-- Opening Marker --

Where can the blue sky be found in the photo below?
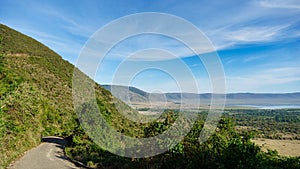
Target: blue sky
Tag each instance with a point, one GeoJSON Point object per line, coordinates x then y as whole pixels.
{"type": "Point", "coordinates": [258, 41]}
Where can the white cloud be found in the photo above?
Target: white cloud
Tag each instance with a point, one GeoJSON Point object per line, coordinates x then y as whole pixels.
{"type": "Point", "coordinates": [289, 4]}
{"type": "Point", "coordinates": [268, 77]}
{"type": "Point", "coordinates": [255, 34]}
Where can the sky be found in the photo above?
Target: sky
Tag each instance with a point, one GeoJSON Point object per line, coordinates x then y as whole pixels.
{"type": "Point", "coordinates": [257, 41]}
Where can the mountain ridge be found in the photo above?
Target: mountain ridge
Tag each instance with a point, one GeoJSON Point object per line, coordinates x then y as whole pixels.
{"type": "Point", "coordinates": [231, 98]}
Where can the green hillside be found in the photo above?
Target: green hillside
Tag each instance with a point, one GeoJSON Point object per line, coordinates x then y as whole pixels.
{"type": "Point", "coordinates": [36, 95]}
{"type": "Point", "coordinates": [36, 100]}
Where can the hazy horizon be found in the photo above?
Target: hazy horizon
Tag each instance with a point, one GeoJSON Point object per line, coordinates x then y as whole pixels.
{"type": "Point", "coordinates": [257, 42]}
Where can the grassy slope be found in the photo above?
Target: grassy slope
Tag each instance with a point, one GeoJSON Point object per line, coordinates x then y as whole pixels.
{"type": "Point", "coordinates": [36, 99]}
{"type": "Point", "coordinates": [36, 95]}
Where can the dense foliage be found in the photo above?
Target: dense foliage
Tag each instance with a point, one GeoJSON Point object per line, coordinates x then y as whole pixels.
{"type": "Point", "coordinates": [36, 100]}
{"type": "Point", "coordinates": [224, 149]}
{"type": "Point", "coordinates": [274, 124]}
{"type": "Point", "coordinates": [36, 95]}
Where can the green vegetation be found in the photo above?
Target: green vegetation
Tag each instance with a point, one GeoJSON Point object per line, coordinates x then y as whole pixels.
{"type": "Point", "coordinates": [36, 100]}
{"type": "Point", "coordinates": [226, 148]}
{"type": "Point", "coordinates": [36, 95]}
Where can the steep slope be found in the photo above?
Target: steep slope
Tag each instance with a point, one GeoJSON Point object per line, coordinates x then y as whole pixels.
{"type": "Point", "coordinates": [36, 95]}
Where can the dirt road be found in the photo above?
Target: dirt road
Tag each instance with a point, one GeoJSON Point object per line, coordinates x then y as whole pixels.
{"type": "Point", "coordinates": [48, 155]}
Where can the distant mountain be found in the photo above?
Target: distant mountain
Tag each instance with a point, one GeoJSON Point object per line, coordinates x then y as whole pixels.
{"type": "Point", "coordinates": [189, 98]}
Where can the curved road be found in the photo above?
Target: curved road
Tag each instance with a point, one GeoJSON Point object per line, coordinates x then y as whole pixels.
{"type": "Point", "coordinates": [48, 155]}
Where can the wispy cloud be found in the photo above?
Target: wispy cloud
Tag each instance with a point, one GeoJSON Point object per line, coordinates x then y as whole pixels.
{"type": "Point", "coordinates": [289, 4]}
{"type": "Point", "coordinates": [268, 77]}
{"type": "Point", "coordinates": [255, 34]}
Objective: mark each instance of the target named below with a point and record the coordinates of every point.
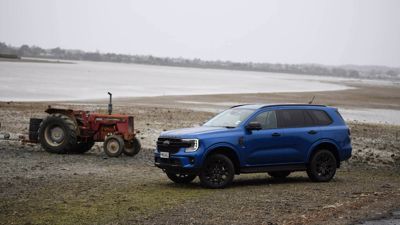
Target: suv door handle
(276, 134)
(312, 132)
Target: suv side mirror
(254, 126)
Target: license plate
(164, 155)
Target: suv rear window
(302, 118)
(321, 118)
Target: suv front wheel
(322, 166)
(218, 171)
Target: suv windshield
(229, 118)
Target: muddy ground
(41, 188)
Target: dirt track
(41, 188)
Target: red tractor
(76, 131)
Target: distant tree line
(352, 71)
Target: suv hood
(192, 132)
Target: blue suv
(277, 139)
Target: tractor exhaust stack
(110, 104)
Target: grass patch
(99, 206)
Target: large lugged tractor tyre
(113, 145)
(82, 147)
(57, 133)
(132, 148)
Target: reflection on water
(86, 80)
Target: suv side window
(294, 118)
(321, 118)
(267, 120)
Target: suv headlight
(193, 145)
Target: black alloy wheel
(322, 166)
(218, 171)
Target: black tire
(218, 171)
(132, 148)
(57, 133)
(34, 125)
(322, 166)
(113, 145)
(279, 174)
(181, 178)
(82, 147)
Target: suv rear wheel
(218, 171)
(181, 178)
(322, 166)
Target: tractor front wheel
(132, 147)
(113, 145)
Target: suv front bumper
(176, 163)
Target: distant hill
(351, 71)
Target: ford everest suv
(278, 139)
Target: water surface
(23, 81)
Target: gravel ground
(41, 188)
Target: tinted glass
(320, 117)
(267, 120)
(229, 118)
(291, 118)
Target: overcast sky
(329, 32)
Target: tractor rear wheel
(113, 145)
(132, 147)
(82, 147)
(57, 133)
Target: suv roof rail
(239, 105)
(265, 106)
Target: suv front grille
(171, 145)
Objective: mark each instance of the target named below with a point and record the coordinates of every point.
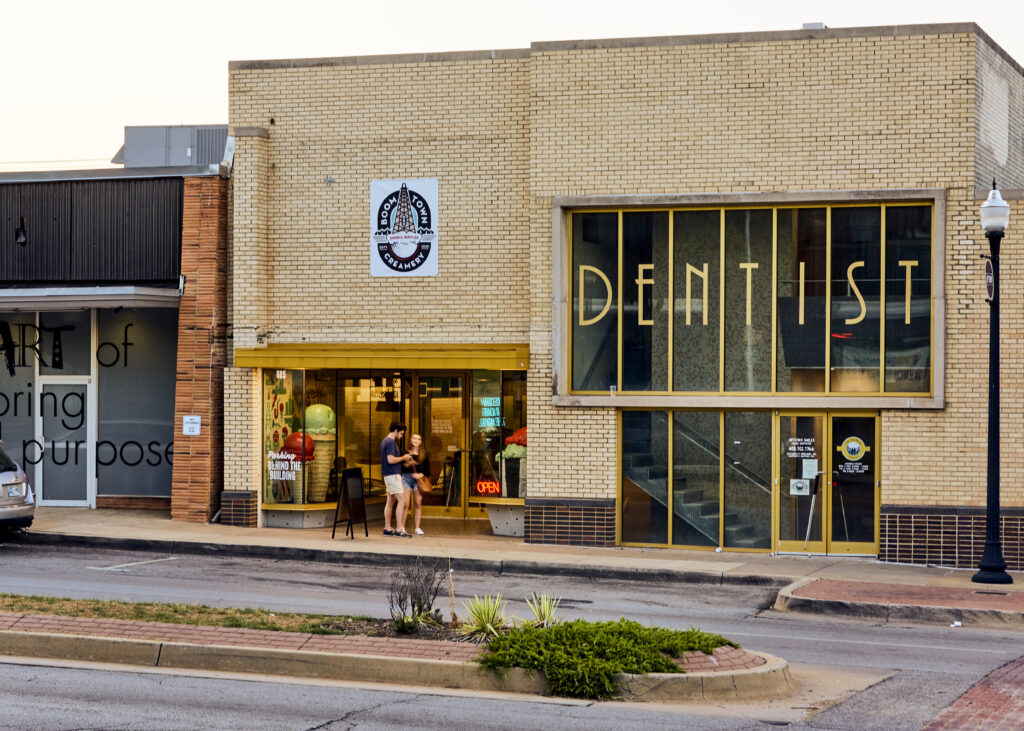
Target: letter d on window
(607, 295)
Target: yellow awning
(435, 356)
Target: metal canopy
(61, 298)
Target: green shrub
(582, 658)
(486, 617)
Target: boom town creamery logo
(853, 448)
(404, 234)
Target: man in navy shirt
(391, 462)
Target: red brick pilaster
(198, 476)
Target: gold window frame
(562, 209)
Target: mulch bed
(386, 628)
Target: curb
(772, 679)
(767, 681)
(286, 553)
(399, 671)
(986, 618)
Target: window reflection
(856, 257)
(802, 251)
(645, 477)
(721, 339)
(908, 298)
(696, 280)
(595, 311)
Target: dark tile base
(238, 508)
(569, 522)
(947, 536)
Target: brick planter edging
(569, 522)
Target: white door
(66, 467)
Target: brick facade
(239, 508)
(198, 474)
(506, 132)
(570, 522)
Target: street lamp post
(992, 567)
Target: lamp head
(994, 212)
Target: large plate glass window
(856, 261)
(908, 298)
(753, 300)
(595, 309)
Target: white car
(17, 504)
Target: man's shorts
(393, 484)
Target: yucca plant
(486, 617)
(545, 609)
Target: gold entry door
(827, 490)
(854, 489)
(440, 404)
(802, 482)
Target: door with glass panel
(440, 421)
(854, 491)
(61, 475)
(803, 474)
(827, 485)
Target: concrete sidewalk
(848, 586)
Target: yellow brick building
(731, 283)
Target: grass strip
(582, 659)
(198, 614)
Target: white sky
(77, 73)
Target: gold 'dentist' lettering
(801, 299)
(690, 269)
(607, 296)
(856, 292)
(908, 264)
(641, 281)
(750, 266)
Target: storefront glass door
(854, 498)
(441, 422)
(801, 477)
(62, 475)
(826, 483)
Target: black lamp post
(992, 568)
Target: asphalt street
(928, 668)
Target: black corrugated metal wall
(91, 232)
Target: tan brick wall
(249, 258)
(505, 135)
(242, 414)
(198, 473)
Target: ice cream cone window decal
(853, 448)
(403, 227)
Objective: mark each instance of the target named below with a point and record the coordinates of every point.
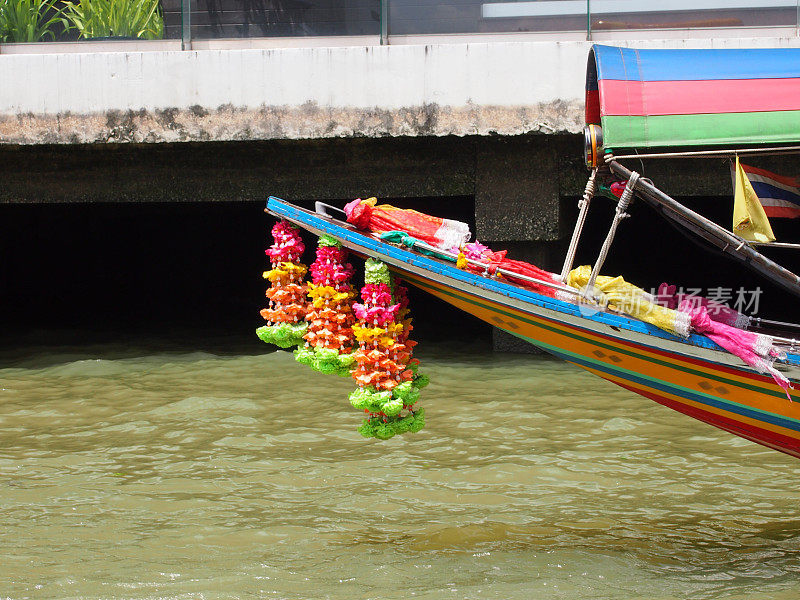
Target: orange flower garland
(287, 305)
(329, 339)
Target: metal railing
(195, 20)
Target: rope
(583, 205)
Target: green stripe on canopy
(700, 130)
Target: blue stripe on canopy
(628, 64)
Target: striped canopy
(658, 98)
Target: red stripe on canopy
(790, 181)
(639, 98)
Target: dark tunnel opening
(186, 275)
(189, 274)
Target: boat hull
(743, 403)
(694, 376)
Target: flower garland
(329, 338)
(387, 376)
(287, 305)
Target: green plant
(27, 20)
(115, 18)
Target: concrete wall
(506, 88)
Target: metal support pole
(619, 214)
(186, 24)
(583, 205)
(384, 22)
(588, 20)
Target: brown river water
(152, 474)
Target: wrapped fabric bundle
(329, 338)
(632, 300)
(668, 296)
(479, 252)
(386, 375)
(367, 215)
(754, 349)
(287, 308)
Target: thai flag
(779, 195)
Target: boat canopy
(720, 97)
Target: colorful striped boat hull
(694, 376)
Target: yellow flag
(750, 222)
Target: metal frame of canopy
(618, 91)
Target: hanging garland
(329, 338)
(387, 376)
(287, 304)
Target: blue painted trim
(732, 407)
(628, 64)
(283, 208)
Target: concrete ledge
(501, 88)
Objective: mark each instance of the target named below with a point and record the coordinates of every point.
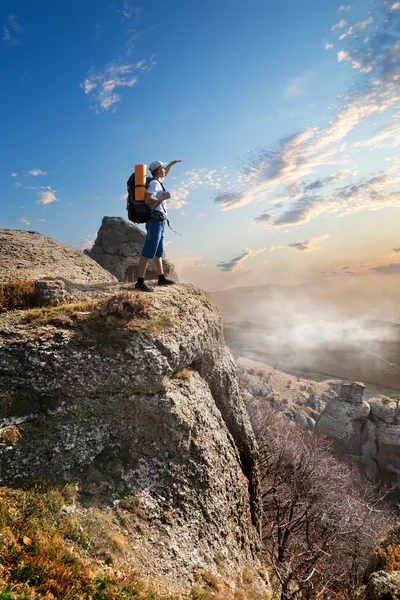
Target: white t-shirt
(155, 188)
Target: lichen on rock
(124, 422)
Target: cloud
(238, 261)
(375, 53)
(12, 31)
(47, 197)
(264, 219)
(88, 241)
(297, 86)
(307, 245)
(388, 136)
(320, 183)
(358, 26)
(230, 200)
(193, 180)
(128, 11)
(392, 269)
(340, 25)
(100, 85)
(372, 194)
(36, 172)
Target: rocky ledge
(118, 247)
(369, 432)
(148, 408)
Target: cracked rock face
(369, 432)
(120, 421)
(118, 247)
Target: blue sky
(285, 116)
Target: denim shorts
(154, 244)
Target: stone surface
(27, 255)
(119, 420)
(118, 247)
(367, 431)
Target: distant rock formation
(118, 247)
(28, 255)
(112, 410)
(369, 432)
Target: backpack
(138, 210)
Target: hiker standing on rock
(156, 197)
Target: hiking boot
(143, 287)
(165, 281)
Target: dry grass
(16, 294)
(11, 434)
(64, 316)
(127, 305)
(48, 554)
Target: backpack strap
(160, 182)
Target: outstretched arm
(171, 164)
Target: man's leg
(142, 266)
(158, 264)
(149, 250)
(162, 280)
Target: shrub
(39, 561)
(321, 520)
(17, 294)
(183, 375)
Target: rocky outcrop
(107, 405)
(27, 255)
(300, 401)
(118, 247)
(369, 432)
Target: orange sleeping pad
(140, 182)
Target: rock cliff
(369, 432)
(118, 247)
(28, 255)
(148, 408)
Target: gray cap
(156, 164)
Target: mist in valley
(346, 328)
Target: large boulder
(344, 416)
(152, 411)
(28, 255)
(369, 432)
(118, 247)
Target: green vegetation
(184, 375)
(47, 553)
(16, 294)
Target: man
(156, 197)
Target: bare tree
(321, 519)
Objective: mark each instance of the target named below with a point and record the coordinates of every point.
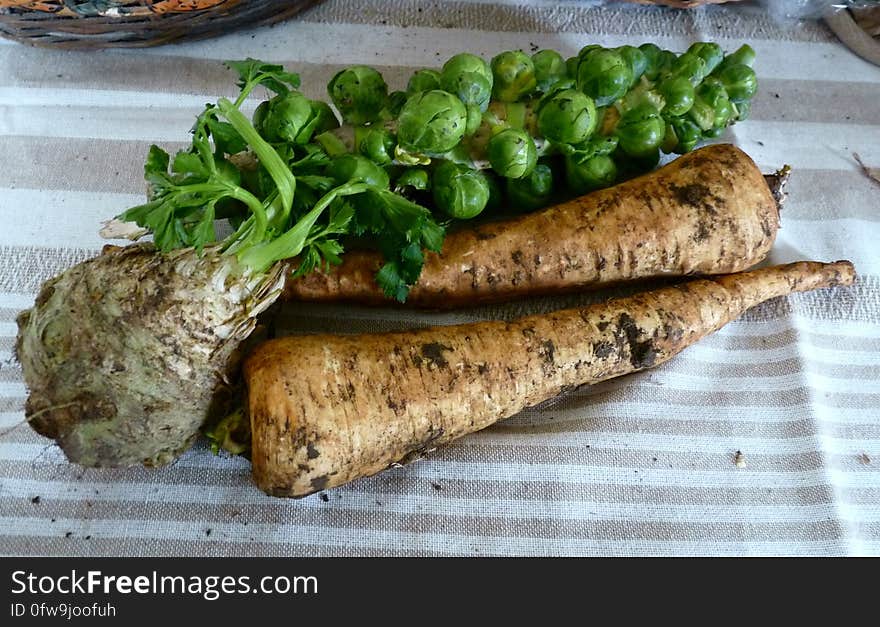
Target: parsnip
(327, 409)
(708, 212)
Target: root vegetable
(126, 355)
(327, 409)
(707, 212)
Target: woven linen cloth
(645, 464)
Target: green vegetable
(288, 206)
(415, 178)
(533, 191)
(431, 122)
(691, 67)
(587, 175)
(739, 81)
(604, 75)
(514, 76)
(512, 153)
(567, 116)
(687, 134)
(360, 93)
(550, 68)
(285, 117)
(712, 108)
(468, 77)
(604, 114)
(640, 131)
(376, 144)
(459, 191)
(678, 95)
(356, 169)
(423, 80)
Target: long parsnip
(708, 212)
(327, 409)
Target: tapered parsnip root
(327, 409)
(708, 212)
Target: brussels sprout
(593, 147)
(549, 68)
(423, 80)
(678, 95)
(259, 116)
(744, 55)
(583, 176)
(567, 116)
(284, 118)
(356, 168)
(687, 134)
(532, 192)
(514, 76)
(416, 178)
(431, 122)
(710, 53)
(652, 54)
(691, 67)
(376, 144)
(459, 191)
(640, 131)
(712, 108)
(512, 153)
(359, 92)
(323, 119)
(636, 60)
(474, 120)
(740, 82)
(468, 77)
(604, 76)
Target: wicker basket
(139, 23)
(109, 23)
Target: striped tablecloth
(641, 465)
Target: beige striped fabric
(643, 465)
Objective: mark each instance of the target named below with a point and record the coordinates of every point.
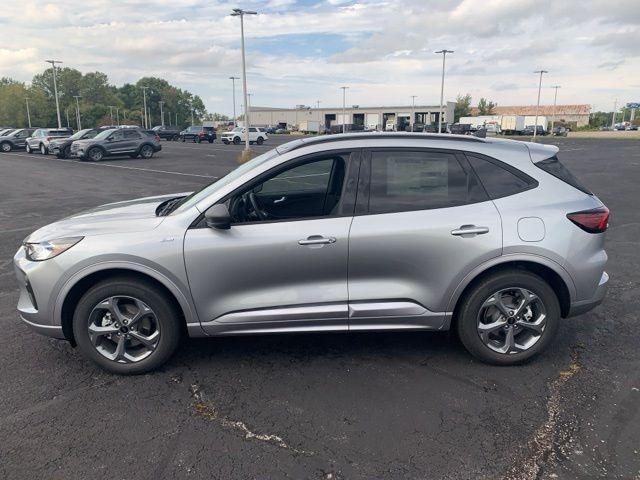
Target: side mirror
(218, 217)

-- Closing Marker --

▶ **ACTIVITY**: Please report every line of the records above that contains the word "ridge".

▶ **RESPONSE AREA**:
Where can the mountain ridge be found in the photo above?
Target: mountain ridge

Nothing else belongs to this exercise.